Exercice court 1: Recopiez fidèlement le passage de l'article sur le goutte à goutte enterré situé entre « Goutte à goutte enterré : une » et « en 2021. Témoignage. », ces deux extraits compris.

Goutte à goutte enterré : une expérience concluante
Depuis quelques années, le goutte à goutte enterré est de plus en plus présent dans les exploitations françaises. À Granges-les-Beaumont, le Gaec Genton a opté pour ce système d’irrigation en 2021. Témoignage.

«La réflexion a commencé avec les sécheresses récurrentes et puis la gestion de l’irrigation commençait à devenir compliquée pour moi… D’autant que je ne savais pas s’il y aurait une reprise. » En 2021, Francis Genton installe son premier goutte à goutte enterré sur 1,5 ha de maïs. Il continue avec 11 ha de maïs en 2022, puis 10 ha de vergers en 2023, année durant laquelle son fils, Pierre, le rejoint sur l’exploitation. Le Gaec Genton, qui produit des céréales et des fruits à Granges-les-Beaumont, est aujourd’hui équipé du goutte à goutte enterré sur près d’un tiers de sa ferme de 95 ha. Le système est connecté à des forages ou au réseau selon les parcelles.
Des champs toujours labourés
Une douzaine d’ha de maïs est aujourd’hui irriguée par ce système enterré à 40 cm dans le sol. Une manière pour Francis Genton de se faciliter le travail en limitant le déplacement d’enrouleurs, sans pour autant modifier ses pratiques culturales. « On continue de labourer, mais moins en profondeur, explique-t-il. Par contre, on ne peut pas compter dessus pour faire sortir le maïs », prévient-il. En cas de sécheresse au printemps, Francis n’aurait d’autre choix que de revenir à l’aspersion pour la levée des cultures. « Mais pour l’instant, on n’a jamais eu ce problème », assure l’agriculteur. Seul changement majeur : la gestion des engrais. En dehors du premier apport, il passe désormais par une irri-fertilisation fractionnée sur plusieurs semaines. L’objectif : sécuriser les apports quand la surface du sol est sèche, le tout en limitant les pertes par lessivage.

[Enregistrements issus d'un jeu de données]
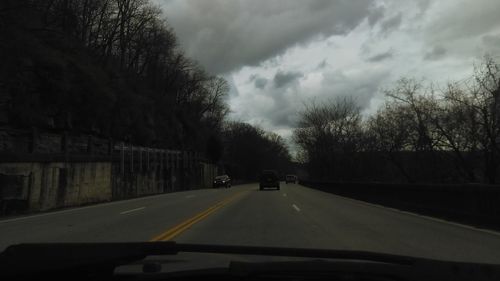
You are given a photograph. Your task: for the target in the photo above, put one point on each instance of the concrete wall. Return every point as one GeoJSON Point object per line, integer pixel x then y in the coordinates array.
{"type": "Point", "coordinates": [47, 185]}
{"type": "Point", "coordinates": [43, 171]}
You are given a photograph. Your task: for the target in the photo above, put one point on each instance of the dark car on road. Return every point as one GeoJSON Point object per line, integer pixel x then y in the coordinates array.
{"type": "Point", "coordinates": [269, 178]}
{"type": "Point", "coordinates": [290, 179]}
{"type": "Point", "coordinates": [222, 181]}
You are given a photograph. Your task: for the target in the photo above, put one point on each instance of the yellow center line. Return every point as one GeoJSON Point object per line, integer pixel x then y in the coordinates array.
{"type": "Point", "coordinates": [183, 226]}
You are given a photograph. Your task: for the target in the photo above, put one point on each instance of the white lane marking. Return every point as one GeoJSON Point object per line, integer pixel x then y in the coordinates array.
{"type": "Point", "coordinates": [97, 205]}
{"type": "Point", "coordinates": [469, 227]}
{"type": "Point", "coordinates": [133, 210]}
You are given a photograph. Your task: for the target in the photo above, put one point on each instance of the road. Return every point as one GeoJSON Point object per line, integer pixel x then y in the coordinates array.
{"type": "Point", "coordinates": [295, 216]}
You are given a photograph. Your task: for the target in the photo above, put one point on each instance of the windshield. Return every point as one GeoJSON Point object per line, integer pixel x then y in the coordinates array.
{"type": "Point", "coordinates": [344, 125]}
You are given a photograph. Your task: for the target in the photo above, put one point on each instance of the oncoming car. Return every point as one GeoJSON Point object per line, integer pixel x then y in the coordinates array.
{"type": "Point", "coordinates": [222, 181]}
{"type": "Point", "coordinates": [290, 179]}
{"type": "Point", "coordinates": [269, 178]}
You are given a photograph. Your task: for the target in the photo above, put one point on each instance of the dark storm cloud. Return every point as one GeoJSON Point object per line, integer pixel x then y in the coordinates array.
{"type": "Point", "coordinates": [391, 23]}
{"type": "Point", "coordinates": [436, 53]}
{"type": "Point", "coordinates": [376, 15]}
{"type": "Point", "coordinates": [224, 35]}
{"type": "Point", "coordinates": [492, 40]}
{"type": "Point", "coordinates": [260, 83]}
{"type": "Point", "coordinates": [382, 56]}
{"type": "Point", "coordinates": [283, 78]}
{"type": "Point", "coordinates": [322, 64]}
{"type": "Point", "coordinates": [465, 20]}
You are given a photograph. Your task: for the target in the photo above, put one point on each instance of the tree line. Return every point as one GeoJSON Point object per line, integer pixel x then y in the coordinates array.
{"type": "Point", "coordinates": [108, 67]}
{"type": "Point", "coordinates": [113, 68]}
{"type": "Point", "coordinates": [450, 133]}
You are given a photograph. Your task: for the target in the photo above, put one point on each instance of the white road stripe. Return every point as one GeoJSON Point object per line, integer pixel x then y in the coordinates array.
{"type": "Point", "coordinates": [470, 227]}
{"type": "Point", "coordinates": [133, 210]}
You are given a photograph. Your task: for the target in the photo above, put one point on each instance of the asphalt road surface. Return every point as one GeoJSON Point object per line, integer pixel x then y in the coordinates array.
{"type": "Point", "coordinates": [294, 216]}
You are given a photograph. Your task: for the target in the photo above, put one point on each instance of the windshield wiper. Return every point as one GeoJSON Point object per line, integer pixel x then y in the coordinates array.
{"type": "Point", "coordinates": [92, 252]}
{"type": "Point", "coordinates": [100, 259]}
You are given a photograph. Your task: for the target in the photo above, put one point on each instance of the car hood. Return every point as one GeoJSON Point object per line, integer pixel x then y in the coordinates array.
{"type": "Point", "coordinates": [106, 259]}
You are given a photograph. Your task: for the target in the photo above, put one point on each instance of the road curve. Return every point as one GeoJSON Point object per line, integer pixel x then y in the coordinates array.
{"type": "Point", "coordinates": [294, 216]}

Exercice court 2: Disposez s'il vous plaît en tableau Markdown les lignes des enregistrements qui vont de celle contenant « the car hood. » jusqu'à la fin des enregistrements, ces deux bornes comprises. Utilisez les colonnes « Numéro » et « Contenu », et laissez de côté les lignes vides.

Résultat obtenu 1:
Goutte à goutte enterré : une expérience concluante
Depuis quelques années, le goutte à goutte enterré est de plus en plus présent dans les exploitations françaises. À Granges-les-Beaumont, le Gaec Genton a opté pour ce système d’irrigation en 2021. Témoignage.

Résultat obtenu 2:
| Numéro | Contenu |
|---|---|
| 1 | You are given a photograph. Your task: for the target in the photo above, put one point on each instance of the car hood. Return every point as one GeoJSON Point object per line, integer pixel x then y in the coordinates array. |
| 2 | {"type": "Point", "coordinates": [106, 259]} |
| 3 | You are given a photograph. Your task: for the target in the photo above, put one point on each instance of the road curve. Return every point as one GeoJSON Point object per line, integer pixel x then y in the coordinates array. |
| 4 | {"type": "Point", "coordinates": [294, 216]} |